[DATA FOR THIS TASK]:
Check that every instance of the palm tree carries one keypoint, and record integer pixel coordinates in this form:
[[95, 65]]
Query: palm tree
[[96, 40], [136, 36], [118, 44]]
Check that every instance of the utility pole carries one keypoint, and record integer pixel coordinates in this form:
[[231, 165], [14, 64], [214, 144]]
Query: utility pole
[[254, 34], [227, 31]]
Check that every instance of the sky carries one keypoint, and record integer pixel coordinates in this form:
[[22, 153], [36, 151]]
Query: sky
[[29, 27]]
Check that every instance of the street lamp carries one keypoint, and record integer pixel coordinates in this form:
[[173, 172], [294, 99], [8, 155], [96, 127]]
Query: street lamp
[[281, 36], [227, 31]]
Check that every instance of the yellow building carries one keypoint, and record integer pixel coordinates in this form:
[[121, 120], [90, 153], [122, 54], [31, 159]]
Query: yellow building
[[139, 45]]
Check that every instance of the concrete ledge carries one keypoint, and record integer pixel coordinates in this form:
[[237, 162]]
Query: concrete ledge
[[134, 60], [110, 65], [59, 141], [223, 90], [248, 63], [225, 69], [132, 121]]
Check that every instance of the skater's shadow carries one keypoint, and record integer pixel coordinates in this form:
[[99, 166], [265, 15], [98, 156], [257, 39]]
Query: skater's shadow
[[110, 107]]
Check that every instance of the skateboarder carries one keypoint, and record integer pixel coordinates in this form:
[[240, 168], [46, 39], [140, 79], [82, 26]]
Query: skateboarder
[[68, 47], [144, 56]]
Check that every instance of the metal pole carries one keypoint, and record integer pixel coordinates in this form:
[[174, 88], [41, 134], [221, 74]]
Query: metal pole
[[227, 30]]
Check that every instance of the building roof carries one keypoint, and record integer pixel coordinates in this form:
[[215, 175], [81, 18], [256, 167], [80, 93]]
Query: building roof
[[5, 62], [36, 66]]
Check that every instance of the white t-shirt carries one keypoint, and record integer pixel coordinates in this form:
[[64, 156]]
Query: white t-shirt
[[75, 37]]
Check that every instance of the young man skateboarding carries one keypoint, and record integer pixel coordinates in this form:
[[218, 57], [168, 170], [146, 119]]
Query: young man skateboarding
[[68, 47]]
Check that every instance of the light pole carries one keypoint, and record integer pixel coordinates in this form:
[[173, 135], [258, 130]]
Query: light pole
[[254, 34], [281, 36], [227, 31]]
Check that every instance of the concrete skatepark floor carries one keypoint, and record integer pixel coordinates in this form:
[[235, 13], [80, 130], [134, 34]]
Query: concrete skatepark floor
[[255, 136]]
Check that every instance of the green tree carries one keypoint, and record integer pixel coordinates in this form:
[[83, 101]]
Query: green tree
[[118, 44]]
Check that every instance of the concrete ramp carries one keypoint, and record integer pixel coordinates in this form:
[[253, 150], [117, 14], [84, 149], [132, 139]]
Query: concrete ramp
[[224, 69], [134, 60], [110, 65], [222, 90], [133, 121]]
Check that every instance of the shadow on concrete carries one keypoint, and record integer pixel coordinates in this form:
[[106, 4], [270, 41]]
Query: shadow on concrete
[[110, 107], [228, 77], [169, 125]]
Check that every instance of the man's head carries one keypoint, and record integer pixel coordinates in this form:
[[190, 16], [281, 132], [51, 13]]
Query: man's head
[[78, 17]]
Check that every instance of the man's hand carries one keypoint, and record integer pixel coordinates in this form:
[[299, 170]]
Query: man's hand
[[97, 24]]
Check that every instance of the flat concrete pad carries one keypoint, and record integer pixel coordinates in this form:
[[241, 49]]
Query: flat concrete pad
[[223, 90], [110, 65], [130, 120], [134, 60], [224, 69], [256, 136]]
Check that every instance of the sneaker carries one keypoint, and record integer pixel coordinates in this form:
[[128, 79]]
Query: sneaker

[BRIEF]:
Please rewrite every line of the data above as a JSON array of strings, one string per line, leaving out blank lines.

[TASK RESPONSE]:
[
  "Check that every instance of the palm tree carries one keypoint, and record integer pixel coordinates in this form:",
  "[[95, 65]]",
  "Query: palm tree",
  "[[96, 40], [136, 36], [118, 44]]",
  "Check that every instance of the utility pole carries one keypoint, and record integer pixel coordinates in this form:",
  "[[231, 165], [14, 64], [214, 144]]",
  "Query: utility pole",
  "[[254, 34], [227, 31]]",
  "Check that every instance of the sky carries one keypoint, and record integer pixel coordinates in this form:",
  "[[22, 153], [36, 151]]",
  "Query: sky",
  "[[29, 27]]",
  "Check that every instance of the street lamp carries one keypoint, and record integer pixel coordinates in this form:",
  "[[173, 172], [294, 99], [8, 155], [96, 127]]",
  "Query: street lamp",
  "[[281, 36], [227, 31]]",
  "Check that every instance of the yellow building carries one keypoint, and record integer pixel coordinates in this form:",
  "[[121, 120], [90, 153], [122, 54], [31, 159]]",
  "Query: yellow building",
  "[[139, 45]]",
  "Check that every instance of the concrete ledge carries one keypoint, and record integer pixel coordinates in this form:",
  "[[237, 162]]",
  "Query: concrete ledge",
  "[[134, 60], [110, 65], [59, 141], [223, 90], [248, 63], [225, 69], [132, 121]]",
  "Check that every instance of the skater's shadow carries one keypoint, and record integer pixel coordinates in this form:",
  "[[99, 166], [265, 15], [98, 156], [257, 39]]",
  "Query: skater's shadow",
  "[[110, 107]]",
  "Check that every instance of the skateboarder carries one keypoint, and record integer pixel coordinates in this form:",
  "[[240, 168], [46, 39], [140, 79], [82, 26]]",
  "Query: skateboarder",
  "[[68, 47], [144, 56]]",
  "Check that every instance of the metal pole carries one keypoint, and record integer pixel coordinates in this form:",
  "[[174, 88], [41, 134], [221, 74]]",
  "Query: metal pole",
  "[[227, 30]]",
  "Check that every instance of the building roof carries one keypoint, and record integer pixel coordinates in this form:",
  "[[215, 175], [81, 18], [256, 167], [80, 93]]",
  "Query: building roof",
  "[[5, 62], [36, 66]]",
  "Check that every instance of the white t-shirt carries one keypoint, and record integer pixel coordinates in this form:",
  "[[64, 156]]",
  "Query: white t-shirt",
  "[[75, 37]]",
  "Check that every instance of the young man skateboarding carries one keypoint, and record integer pixel coordinates in this form:",
  "[[218, 57], [168, 170], [146, 119]]",
  "Query: young man skateboarding",
  "[[68, 47]]",
  "Check that every instance of the light pole carries one keypoint, and record integer pixel coordinates in this form:",
  "[[173, 135], [258, 130]]",
  "Query: light pole",
  "[[254, 34], [281, 36], [227, 31]]",
  "Check that every instance of the concrete skatepark floor carries one keypoint, and record integer pixel coordinates in this form:",
  "[[235, 13], [80, 130], [134, 34]]",
  "Query: concrete skatepark floor",
  "[[255, 136]]",
  "Check that every instance of the green tree carries one keypoint, and record integer pixel coordinates in this form:",
  "[[83, 101]]",
  "Query: green tree",
  "[[118, 44]]",
  "Check that every instance of the concrete ramp carries one keypoint, and record integer pixel coordinates in this form:",
  "[[253, 150], [117, 14], [84, 149], [132, 139]]",
  "Query: concrete ramp",
  "[[224, 69], [134, 60], [110, 65], [222, 90], [133, 121]]",
  "Check that every instance of the shadow on concrete carries one keypoint, and record integer pixel coordinates in this form:",
  "[[106, 4], [270, 41]]",
  "Query: shadow on concrete",
  "[[110, 107], [228, 77], [169, 125]]",
  "Check that every instance of the man's head carries one keypoint, and record integer pixel coordinates in this form:",
  "[[190, 16], [281, 132], [51, 13]]",
  "Query: man's head",
  "[[78, 17]]",
  "Check that every instance of the man's hand carries one keypoint, and record integer pixel coordinates in this form:",
  "[[299, 170]]",
  "Query: man's hand",
  "[[97, 24]]",
  "Check that every instance of the flat concrete pad carries one keypoint, and record integer pixel coordinates in this form:",
  "[[241, 49]]",
  "Query: flat concrete pad",
  "[[223, 90], [110, 65], [130, 120], [134, 60], [224, 69], [256, 136]]",
  "Check that every instance of the sneaker carries one keypoint, and record integer pixel coordinates in this form:",
  "[[128, 79]]",
  "Query: sneaker"
]